--- Data Enclosed Below ---

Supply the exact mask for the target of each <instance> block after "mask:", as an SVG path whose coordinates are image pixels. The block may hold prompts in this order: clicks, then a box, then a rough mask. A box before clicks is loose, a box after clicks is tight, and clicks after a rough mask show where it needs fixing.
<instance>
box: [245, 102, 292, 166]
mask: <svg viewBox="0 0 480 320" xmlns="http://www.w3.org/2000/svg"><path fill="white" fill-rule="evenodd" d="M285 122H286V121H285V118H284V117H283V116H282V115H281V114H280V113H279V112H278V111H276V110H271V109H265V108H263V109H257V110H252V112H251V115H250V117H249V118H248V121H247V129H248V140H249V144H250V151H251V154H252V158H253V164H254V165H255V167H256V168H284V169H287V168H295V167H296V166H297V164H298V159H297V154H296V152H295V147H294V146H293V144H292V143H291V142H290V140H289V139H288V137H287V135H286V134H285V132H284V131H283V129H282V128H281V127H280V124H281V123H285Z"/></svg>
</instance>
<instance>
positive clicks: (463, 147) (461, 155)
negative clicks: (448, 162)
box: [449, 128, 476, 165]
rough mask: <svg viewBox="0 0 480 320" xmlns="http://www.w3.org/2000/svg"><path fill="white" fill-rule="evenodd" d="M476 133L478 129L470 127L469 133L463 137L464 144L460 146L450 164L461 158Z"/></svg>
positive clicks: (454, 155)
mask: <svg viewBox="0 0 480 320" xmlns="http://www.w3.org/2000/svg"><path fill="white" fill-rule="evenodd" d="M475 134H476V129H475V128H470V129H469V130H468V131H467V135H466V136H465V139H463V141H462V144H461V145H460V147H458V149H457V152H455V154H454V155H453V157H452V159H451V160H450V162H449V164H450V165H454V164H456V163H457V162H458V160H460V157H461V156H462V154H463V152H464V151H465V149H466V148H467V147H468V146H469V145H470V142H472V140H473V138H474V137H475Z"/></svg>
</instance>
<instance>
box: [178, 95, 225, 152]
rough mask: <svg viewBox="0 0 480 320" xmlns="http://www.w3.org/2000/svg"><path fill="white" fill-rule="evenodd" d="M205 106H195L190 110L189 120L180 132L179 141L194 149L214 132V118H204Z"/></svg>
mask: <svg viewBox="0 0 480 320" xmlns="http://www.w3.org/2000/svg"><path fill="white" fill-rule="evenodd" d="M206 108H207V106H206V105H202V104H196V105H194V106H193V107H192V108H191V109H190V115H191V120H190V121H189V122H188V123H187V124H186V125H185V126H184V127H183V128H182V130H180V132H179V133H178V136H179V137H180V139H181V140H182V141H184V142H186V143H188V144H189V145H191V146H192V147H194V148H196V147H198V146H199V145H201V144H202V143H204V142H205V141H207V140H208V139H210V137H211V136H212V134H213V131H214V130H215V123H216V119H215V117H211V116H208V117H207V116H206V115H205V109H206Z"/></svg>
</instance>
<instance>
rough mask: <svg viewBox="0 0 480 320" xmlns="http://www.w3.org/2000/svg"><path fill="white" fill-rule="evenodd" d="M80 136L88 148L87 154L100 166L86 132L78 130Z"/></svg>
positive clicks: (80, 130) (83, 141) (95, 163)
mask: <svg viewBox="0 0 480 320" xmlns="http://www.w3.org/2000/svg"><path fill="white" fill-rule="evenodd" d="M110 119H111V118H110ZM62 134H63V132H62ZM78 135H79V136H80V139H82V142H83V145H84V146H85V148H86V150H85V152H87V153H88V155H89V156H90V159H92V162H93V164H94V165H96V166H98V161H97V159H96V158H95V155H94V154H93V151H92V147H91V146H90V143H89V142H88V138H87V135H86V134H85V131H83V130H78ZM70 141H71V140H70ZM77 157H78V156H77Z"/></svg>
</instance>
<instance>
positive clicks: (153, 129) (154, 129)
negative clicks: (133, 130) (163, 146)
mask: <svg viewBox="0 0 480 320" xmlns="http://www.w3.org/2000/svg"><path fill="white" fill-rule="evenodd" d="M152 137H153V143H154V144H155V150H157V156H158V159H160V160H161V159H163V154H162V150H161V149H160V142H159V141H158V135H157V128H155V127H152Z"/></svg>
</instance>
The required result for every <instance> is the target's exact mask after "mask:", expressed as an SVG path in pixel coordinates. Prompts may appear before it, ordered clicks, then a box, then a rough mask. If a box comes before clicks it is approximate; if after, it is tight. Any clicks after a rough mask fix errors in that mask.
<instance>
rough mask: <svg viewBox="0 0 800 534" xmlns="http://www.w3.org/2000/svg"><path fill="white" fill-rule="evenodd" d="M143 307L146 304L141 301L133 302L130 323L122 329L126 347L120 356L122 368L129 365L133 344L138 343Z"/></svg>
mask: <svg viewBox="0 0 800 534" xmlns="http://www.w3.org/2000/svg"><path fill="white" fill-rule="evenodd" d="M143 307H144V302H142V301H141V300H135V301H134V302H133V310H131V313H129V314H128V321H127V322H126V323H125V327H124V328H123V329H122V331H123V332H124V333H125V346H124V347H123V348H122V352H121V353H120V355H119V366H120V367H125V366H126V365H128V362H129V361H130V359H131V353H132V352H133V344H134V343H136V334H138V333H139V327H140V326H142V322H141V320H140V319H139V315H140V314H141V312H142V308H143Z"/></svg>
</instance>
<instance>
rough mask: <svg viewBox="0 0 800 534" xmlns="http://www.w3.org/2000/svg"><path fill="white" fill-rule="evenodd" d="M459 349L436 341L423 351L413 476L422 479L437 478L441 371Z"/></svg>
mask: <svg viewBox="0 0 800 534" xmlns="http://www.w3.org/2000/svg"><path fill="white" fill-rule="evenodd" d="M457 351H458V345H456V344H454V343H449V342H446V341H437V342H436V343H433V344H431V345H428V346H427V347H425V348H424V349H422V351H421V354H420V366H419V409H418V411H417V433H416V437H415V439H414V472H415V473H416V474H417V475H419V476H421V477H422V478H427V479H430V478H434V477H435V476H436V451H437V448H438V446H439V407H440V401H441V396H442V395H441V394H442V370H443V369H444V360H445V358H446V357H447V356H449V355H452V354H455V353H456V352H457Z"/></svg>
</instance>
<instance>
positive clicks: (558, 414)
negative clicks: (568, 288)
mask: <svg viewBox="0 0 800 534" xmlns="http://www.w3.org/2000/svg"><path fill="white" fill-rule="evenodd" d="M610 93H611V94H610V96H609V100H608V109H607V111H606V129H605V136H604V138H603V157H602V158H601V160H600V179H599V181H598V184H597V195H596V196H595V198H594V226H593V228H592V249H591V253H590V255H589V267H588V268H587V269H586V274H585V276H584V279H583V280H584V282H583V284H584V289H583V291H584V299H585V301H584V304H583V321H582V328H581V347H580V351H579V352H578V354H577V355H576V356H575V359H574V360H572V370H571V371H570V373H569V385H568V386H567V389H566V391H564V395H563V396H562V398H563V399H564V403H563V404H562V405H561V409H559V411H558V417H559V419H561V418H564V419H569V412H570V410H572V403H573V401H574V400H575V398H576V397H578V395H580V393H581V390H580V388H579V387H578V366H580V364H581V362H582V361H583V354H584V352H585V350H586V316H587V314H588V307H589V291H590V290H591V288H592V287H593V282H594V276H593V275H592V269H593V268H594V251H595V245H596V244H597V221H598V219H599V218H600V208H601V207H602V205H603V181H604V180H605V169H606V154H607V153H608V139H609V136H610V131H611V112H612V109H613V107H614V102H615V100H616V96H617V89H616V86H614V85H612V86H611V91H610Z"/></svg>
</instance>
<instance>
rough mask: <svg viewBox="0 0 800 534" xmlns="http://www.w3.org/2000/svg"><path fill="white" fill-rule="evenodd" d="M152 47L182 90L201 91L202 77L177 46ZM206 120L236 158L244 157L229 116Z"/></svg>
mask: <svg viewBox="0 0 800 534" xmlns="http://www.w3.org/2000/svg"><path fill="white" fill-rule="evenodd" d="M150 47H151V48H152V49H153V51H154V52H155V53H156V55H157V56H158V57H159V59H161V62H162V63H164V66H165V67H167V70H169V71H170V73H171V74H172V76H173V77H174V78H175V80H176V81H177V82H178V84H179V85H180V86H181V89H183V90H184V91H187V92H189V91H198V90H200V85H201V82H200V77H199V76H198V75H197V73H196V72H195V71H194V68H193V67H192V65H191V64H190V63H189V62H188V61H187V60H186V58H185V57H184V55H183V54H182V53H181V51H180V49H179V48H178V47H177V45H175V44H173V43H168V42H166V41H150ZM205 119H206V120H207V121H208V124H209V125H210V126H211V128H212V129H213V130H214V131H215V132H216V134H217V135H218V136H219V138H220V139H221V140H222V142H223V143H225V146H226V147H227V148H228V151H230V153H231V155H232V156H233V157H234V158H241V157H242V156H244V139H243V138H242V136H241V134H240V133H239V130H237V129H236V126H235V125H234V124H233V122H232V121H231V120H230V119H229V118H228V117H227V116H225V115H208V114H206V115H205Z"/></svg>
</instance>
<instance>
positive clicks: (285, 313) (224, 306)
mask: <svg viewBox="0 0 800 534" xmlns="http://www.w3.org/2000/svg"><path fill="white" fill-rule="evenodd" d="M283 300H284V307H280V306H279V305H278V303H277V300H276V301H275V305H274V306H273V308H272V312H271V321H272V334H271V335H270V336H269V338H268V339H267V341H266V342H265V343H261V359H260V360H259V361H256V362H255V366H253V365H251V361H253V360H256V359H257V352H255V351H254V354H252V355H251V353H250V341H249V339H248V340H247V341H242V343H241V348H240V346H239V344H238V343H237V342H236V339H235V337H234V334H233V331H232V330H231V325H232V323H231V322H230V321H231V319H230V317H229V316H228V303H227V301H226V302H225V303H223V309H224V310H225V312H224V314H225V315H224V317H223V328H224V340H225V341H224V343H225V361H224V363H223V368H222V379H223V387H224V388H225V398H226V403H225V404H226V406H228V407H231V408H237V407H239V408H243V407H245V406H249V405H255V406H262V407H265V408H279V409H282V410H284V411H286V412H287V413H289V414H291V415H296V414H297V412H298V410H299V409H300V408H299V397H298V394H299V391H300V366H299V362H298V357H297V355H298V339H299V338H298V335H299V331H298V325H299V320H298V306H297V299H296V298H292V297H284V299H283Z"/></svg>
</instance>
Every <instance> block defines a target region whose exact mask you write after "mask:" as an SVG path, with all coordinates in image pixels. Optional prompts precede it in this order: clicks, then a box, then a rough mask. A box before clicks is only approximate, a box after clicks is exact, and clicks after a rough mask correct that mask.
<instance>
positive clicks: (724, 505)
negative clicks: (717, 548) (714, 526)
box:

--- End of Enclosed Data ---

What the task asks:
Send back an exact copy of only the lines from the line with "box: [178, 95, 225, 152]" up to and including the line with "136L88 148L87 154L100" in the data above.

Written answer:
box: [178, 95, 225, 152]
rough mask: <svg viewBox="0 0 480 320" xmlns="http://www.w3.org/2000/svg"><path fill="white" fill-rule="evenodd" d="M205 106H195L190 110L189 120L180 132L179 141L194 149L214 132V118H204Z"/></svg>
mask: <svg viewBox="0 0 480 320" xmlns="http://www.w3.org/2000/svg"><path fill="white" fill-rule="evenodd" d="M206 108H207V106H206V105H202V104H196V105H194V106H193V107H192V108H191V109H190V115H191V120H190V121H189V122H188V123H187V124H186V125H185V126H184V127H183V128H182V130H180V132H179V133H178V136H179V137H180V139H181V140H182V141H184V142H186V143H188V144H189V145H191V146H192V147H194V148H196V147H198V146H199V145H201V144H202V143H204V142H205V141H207V140H208V139H210V137H211V136H212V134H213V131H214V130H215V123H216V119H215V117H211V116H208V117H207V116H206V115H205V109H206Z"/></svg>
</instance>
<instance>
rough mask: <svg viewBox="0 0 480 320" xmlns="http://www.w3.org/2000/svg"><path fill="white" fill-rule="evenodd" d="M80 136L88 148L87 154L100 166L86 132L78 130Z"/></svg>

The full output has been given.